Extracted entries
---
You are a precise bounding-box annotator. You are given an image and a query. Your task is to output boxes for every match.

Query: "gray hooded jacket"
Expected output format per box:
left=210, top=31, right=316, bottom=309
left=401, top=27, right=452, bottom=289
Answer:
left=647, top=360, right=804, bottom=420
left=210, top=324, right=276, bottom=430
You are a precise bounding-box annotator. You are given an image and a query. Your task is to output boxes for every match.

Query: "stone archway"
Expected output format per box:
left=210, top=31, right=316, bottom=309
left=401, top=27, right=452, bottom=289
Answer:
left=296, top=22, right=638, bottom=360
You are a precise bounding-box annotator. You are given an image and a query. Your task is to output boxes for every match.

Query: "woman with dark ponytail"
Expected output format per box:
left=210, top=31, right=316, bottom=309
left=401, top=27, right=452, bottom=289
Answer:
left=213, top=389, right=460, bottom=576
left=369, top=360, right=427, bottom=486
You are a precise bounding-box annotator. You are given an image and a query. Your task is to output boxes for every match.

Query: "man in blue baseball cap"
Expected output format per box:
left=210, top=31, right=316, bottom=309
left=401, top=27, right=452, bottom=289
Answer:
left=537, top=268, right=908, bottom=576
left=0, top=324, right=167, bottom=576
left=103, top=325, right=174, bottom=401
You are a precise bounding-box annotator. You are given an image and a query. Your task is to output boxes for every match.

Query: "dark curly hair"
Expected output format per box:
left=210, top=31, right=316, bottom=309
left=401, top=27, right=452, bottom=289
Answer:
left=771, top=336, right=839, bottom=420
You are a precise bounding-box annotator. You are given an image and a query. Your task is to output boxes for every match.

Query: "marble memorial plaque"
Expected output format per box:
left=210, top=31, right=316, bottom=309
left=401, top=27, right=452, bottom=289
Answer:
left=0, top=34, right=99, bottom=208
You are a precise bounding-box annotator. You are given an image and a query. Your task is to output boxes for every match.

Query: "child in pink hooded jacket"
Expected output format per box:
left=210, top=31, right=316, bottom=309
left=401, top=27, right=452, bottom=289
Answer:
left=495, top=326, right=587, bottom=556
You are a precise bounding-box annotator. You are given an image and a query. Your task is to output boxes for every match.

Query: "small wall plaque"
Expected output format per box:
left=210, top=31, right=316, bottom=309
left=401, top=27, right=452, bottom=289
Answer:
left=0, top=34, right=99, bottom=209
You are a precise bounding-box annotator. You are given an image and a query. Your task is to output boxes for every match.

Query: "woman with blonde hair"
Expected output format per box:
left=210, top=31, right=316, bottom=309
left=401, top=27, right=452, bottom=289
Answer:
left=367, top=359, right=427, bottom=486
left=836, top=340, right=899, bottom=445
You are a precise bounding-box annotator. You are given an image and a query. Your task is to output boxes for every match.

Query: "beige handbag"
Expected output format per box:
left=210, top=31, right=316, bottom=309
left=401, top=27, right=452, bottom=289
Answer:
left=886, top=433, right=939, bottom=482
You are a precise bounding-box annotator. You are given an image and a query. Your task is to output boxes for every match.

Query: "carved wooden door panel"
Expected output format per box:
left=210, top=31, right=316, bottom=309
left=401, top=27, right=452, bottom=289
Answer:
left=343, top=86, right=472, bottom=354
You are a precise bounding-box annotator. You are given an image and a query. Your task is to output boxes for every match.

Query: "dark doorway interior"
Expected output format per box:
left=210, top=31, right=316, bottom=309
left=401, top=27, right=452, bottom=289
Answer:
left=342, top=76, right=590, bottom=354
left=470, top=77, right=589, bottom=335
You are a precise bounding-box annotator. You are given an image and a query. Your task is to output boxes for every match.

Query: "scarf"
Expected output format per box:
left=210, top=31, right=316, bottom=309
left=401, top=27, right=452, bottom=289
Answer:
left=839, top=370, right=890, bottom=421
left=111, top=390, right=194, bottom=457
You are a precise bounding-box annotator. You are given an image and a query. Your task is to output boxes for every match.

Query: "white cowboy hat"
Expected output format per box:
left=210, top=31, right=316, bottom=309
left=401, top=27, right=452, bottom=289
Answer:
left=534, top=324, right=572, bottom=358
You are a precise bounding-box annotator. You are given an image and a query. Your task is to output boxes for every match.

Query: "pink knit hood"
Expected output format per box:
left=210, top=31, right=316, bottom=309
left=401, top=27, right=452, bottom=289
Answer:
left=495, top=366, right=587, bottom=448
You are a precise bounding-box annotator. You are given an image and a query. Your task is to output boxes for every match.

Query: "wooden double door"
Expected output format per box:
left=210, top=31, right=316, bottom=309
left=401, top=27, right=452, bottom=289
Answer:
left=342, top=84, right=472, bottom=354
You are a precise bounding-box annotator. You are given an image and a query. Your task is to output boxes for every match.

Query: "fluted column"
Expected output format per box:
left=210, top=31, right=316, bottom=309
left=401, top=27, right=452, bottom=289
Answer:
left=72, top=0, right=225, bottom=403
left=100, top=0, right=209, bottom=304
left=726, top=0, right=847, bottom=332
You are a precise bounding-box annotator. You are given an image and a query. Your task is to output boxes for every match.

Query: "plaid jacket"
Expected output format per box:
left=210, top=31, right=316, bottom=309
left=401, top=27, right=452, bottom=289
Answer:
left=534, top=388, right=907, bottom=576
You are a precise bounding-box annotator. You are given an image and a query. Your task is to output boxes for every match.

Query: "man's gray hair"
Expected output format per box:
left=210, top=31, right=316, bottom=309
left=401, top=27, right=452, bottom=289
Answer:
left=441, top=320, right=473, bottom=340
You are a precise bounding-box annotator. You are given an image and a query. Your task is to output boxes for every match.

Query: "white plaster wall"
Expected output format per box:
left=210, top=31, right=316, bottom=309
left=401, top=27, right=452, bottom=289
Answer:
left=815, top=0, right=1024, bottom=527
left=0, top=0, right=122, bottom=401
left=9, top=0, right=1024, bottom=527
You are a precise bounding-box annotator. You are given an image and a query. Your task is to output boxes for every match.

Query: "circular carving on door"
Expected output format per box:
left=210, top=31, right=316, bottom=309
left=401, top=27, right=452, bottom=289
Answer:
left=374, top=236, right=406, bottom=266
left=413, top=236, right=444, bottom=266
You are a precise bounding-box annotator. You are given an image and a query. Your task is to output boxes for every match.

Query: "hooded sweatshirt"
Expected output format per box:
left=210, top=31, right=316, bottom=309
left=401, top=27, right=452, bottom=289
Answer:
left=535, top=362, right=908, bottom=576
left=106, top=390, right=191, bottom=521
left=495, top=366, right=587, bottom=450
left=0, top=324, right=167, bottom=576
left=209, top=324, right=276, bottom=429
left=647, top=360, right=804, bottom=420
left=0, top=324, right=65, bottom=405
---
Filter the entries above, keeping only the lines that contain the string "jacket", and copy each of those lines. The match is case-sensitive.

Query: "gray hooded jacket"
Query: "child in pink hooded jacket"
Query: "plaid jacket"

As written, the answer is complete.